■ **Task to complete**: Convert every line of the data below into a numbered list, leaving out the blank lines.

■ **Supplied information**:
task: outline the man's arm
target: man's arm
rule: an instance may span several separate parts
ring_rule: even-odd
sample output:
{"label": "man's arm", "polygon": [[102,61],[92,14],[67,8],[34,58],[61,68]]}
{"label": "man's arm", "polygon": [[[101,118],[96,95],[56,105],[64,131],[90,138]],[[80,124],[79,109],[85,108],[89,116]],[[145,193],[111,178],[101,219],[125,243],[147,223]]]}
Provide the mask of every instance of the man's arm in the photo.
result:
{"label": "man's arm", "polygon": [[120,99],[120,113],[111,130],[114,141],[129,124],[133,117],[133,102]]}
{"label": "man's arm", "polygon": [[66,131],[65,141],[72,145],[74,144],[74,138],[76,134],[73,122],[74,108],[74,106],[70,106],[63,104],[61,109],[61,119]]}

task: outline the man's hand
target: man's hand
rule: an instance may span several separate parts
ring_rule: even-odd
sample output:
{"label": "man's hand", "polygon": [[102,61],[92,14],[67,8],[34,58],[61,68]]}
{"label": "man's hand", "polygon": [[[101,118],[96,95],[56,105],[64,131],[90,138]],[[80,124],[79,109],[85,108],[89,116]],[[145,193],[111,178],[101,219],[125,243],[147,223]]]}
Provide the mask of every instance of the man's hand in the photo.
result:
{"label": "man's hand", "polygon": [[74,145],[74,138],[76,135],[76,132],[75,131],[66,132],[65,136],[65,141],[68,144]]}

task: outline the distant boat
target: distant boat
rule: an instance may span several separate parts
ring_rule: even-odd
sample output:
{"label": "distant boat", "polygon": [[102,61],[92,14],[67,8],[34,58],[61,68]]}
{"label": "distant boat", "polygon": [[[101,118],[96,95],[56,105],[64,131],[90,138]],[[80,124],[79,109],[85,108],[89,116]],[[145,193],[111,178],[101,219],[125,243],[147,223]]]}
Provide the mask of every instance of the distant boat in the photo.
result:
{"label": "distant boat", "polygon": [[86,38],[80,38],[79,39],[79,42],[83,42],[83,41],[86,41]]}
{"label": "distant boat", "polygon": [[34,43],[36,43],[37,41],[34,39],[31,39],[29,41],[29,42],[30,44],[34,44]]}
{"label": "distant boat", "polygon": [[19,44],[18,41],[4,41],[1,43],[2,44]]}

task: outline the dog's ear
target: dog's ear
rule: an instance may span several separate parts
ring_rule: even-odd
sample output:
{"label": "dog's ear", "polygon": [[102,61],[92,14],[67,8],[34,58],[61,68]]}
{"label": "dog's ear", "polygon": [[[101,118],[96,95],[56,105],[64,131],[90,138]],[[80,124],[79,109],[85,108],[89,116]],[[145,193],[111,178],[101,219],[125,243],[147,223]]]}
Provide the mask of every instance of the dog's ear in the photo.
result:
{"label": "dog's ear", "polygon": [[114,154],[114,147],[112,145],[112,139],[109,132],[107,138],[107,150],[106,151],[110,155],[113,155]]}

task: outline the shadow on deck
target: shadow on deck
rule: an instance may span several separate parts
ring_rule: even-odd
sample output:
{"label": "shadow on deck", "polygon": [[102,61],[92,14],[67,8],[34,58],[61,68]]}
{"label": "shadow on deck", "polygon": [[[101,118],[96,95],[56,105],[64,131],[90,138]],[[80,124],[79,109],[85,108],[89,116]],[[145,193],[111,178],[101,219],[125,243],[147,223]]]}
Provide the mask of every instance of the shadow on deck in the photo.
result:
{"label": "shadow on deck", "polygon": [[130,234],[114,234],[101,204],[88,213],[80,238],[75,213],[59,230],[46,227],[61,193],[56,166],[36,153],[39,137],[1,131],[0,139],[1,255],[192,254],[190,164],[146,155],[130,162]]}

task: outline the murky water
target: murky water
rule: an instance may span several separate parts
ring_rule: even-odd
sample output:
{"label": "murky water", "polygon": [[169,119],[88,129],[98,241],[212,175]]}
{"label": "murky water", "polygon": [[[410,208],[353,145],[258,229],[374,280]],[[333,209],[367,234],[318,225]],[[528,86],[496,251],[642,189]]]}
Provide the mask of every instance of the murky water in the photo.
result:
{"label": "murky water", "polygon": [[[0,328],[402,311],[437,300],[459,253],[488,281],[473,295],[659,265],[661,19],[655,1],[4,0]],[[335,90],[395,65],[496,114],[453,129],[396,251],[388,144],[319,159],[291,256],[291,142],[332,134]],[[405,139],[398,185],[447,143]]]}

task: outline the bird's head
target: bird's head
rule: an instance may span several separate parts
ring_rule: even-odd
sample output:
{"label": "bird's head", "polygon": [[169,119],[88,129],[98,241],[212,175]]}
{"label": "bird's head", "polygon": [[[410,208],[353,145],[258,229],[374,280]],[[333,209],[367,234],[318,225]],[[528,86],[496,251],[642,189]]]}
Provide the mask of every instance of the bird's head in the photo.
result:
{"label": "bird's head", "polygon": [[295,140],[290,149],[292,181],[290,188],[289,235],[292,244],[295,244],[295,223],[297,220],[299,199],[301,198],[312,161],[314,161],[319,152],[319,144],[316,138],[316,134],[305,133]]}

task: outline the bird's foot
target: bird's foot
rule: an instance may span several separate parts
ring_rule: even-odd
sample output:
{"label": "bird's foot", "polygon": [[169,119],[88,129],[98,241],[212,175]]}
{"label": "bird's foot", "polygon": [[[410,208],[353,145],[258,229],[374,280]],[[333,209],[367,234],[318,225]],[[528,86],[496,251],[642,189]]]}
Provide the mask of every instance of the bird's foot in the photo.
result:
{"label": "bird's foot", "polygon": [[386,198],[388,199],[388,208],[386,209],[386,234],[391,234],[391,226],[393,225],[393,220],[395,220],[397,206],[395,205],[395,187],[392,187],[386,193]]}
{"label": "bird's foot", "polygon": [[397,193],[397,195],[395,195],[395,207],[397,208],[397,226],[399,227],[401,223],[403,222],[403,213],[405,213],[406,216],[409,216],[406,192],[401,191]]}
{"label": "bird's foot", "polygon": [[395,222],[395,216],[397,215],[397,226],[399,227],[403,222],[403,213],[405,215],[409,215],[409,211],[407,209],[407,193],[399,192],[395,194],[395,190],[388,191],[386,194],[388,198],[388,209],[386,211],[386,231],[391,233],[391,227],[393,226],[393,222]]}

■ **Written solution**:
1. task: outline the man's arm
2. target: man's arm
3. rule: an instance may span several separate parts
4. ring_rule: even-odd
5. sample output:
6. {"label": "man's arm", "polygon": [[102,61],[92,14],[67,8],[34,58],[61,68]]}
7. {"label": "man's arm", "polygon": [[[101,118],[96,95],[56,105],[64,131],[90,138]],[[80,124],[79,109],[85,108],[89,116]],[[145,193],[111,178],[101,219],[125,243],[147,223]]]}
8. Provide the mask of every instance of the man's arm in the photo.
9. result:
10. {"label": "man's arm", "polygon": [[120,99],[120,113],[111,130],[114,141],[129,124],[133,117],[133,102]]}
11. {"label": "man's arm", "polygon": [[66,131],[65,141],[72,145],[74,144],[74,138],[76,134],[73,122],[74,108],[74,106],[70,106],[63,104],[61,109],[61,119]]}
12. task: outline the man's hand
13. target: man's hand
14. rule: an instance may span several separate parts
15. ring_rule: even-odd
16. sample output:
17. {"label": "man's hand", "polygon": [[102,61],[92,14],[67,8],[34,58],[61,68]]}
18. {"label": "man's hand", "polygon": [[[101,118],[96,95],[56,105],[64,131],[90,138]],[[80,124],[79,109],[85,108],[89,116]],[[145,193],[111,178],[101,219],[125,243],[147,223]]]}
19. Provide the mask of every instance of the man's hand in the photo.
20. result:
21. {"label": "man's hand", "polygon": [[74,145],[74,138],[76,135],[76,132],[75,131],[66,132],[65,136],[65,141],[68,144]]}
22. task: outline the distant boat
23. target: distant boat
24. rule: an instance may span several separate parts
25. ring_rule: even-odd
26. sample output:
27. {"label": "distant boat", "polygon": [[102,61],[92,14],[67,8],[34,58],[61,68]]}
28. {"label": "distant boat", "polygon": [[[101,118],[96,95],[56,105],[64,131],[90,138]],[[80,124],[79,109],[85,108],[89,116]],[[145,193],[111,178],[101,219],[125,243],[147,223]]]}
29. Provide the mask of every instance of the distant boat in the photo.
30. result:
31. {"label": "distant boat", "polygon": [[86,38],[80,38],[79,39],[79,42],[83,42],[83,41],[86,41]]}
32. {"label": "distant boat", "polygon": [[34,43],[36,43],[37,41],[34,39],[31,39],[29,41],[29,42],[30,44],[34,44]]}
33. {"label": "distant boat", "polygon": [[19,44],[18,41],[4,41],[1,43],[2,44]]}
34. task: outline the dog's ear
35. target: dog's ear
36. rule: an instance may span several separate parts
37. ring_rule: even-odd
38. sample output:
39. {"label": "dog's ear", "polygon": [[102,61],[92,14],[67,8],[34,58],[61,68]]}
40. {"label": "dog's ear", "polygon": [[[101,118],[96,95],[56,105],[64,131],[90,138]],[[80,124],[79,109],[85,108],[89,116]],[[145,193],[111,178],[101,219],[125,243],[147,223]]]}
41. Provide the mask of every instance of the dog's ear in the photo.
42. result:
43. {"label": "dog's ear", "polygon": [[114,154],[114,147],[112,145],[112,139],[109,132],[107,138],[107,150],[106,151],[110,155],[113,155]]}
44. task: outline the shadow on deck
45. target: shadow on deck
46. rule: an instance may span several separate parts
47. ring_rule: even-odd
48. sample output:
49. {"label": "shadow on deck", "polygon": [[102,61],[92,14],[67,8],[34,58],[61,68]]}
50. {"label": "shadow on deck", "polygon": [[[101,118],[96,95],[56,105],[64,131],[90,138]],[[80,124],[79,109],[85,108],[89,116]],[[145,193],[111,178],[101,219],[125,243],[147,223]]]}
51. Provide the mask of every instance of the shadow on deck in the photo.
52. result:
53. {"label": "shadow on deck", "polygon": [[130,234],[114,234],[101,204],[88,213],[80,238],[75,213],[59,230],[46,227],[61,193],[56,166],[36,153],[39,137],[1,131],[0,139],[1,255],[192,254],[190,164],[146,155],[130,162]]}
54. task: outline the murky water
55. target: murky water
56. rule: an instance may span several separate parts
57. ring_rule: even-odd
58. sample output:
59. {"label": "murky water", "polygon": [[169,119],[88,129],[98,241],[212,175]]}
60. {"label": "murky water", "polygon": [[[410,208],[353,145],[258,229],[374,280]],[[333,209],[367,234],[318,225]],[[528,86],[496,251],[642,189]]]}
61. Provide the mask of every instance of the murky water in the photo.
62. result:
63. {"label": "murky water", "polygon": [[[0,328],[402,311],[437,300],[459,253],[488,281],[473,295],[659,265],[661,19],[655,1],[4,0]],[[335,90],[395,65],[496,114],[453,129],[396,251],[388,144],[319,159],[291,256],[291,142],[332,134]],[[405,139],[398,185],[447,143]]]}
64. task: outline the bird's head
65. target: bird's head
66. rule: an instance may span several separate parts
67. ring_rule: even-odd
68. sample output:
69. {"label": "bird's head", "polygon": [[169,119],[88,129],[98,241],[212,175]]}
70. {"label": "bird's head", "polygon": [[[410,208],[353,145],[258,229],[374,280]],[[333,209],[367,234],[318,225]],[[528,86],[496,251],[642,189]]]}
71. Provide the mask of every instance of the bird's head in the photo.
72. result:
73. {"label": "bird's head", "polygon": [[295,140],[290,149],[292,181],[290,188],[289,235],[292,244],[295,244],[295,223],[297,220],[299,199],[301,198],[312,161],[314,161],[319,152],[319,144],[316,138],[316,134],[305,133]]}
74. task: outline the bird's foot
75. target: bird's foot
76. rule: an instance may span several separate parts
77. ring_rule: even-odd
78. sample output:
79. {"label": "bird's foot", "polygon": [[169,119],[88,129],[98,241],[212,175]]}
80. {"label": "bird's foot", "polygon": [[[410,208],[353,145],[258,229],[374,280]],[[333,209],[367,234],[318,225]],[[528,86],[496,251],[642,189]]]}
81. Provide the mask of every instance of the bird's foot in the photo.
82. result:
83. {"label": "bird's foot", "polygon": [[386,198],[388,199],[388,208],[386,209],[386,234],[391,234],[391,226],[393,225],[393,220],[395,220],[397,206],[395,205],[395,187],[392,187],[386,193]]}
84. {"label": "bird's foot", "polygon": [[397,193],[397,195],[395,195],[395,207],[397,208],[397,226],[399,227],[401,223],[403,222],[403,213],[405,213],[406,216],[409,216],[406,192],[401,191]]}
85. {"label": "bird's foot", "polygon": [[395,222],[395,216],[397,215],[397,226],[399,227],[403,222],[403,213],[405,215],[409,215],[409,211],[407,209],[407,193],[399,192],[395,194],[395,190],[388,191],[386,194],[388,198],[388,209],[386,211],[386,231],[391,233],[391,227],[393,226],[393,222]]}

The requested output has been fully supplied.